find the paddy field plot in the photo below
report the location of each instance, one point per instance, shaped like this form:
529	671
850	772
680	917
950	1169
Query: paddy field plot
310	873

• **STATED PROBLEM**: Revise the items above by replacing "paddy field plot" with "rice field plot" wherever it occurs, keeping every other line unchanged.

• **ANSWER IN FULL**:
find the rice field plot in the photo below
report the location of each instance, one point per instance, shaped like this form:
529	671
850	772
680	917
950	1169
Query: rice field plot
310	873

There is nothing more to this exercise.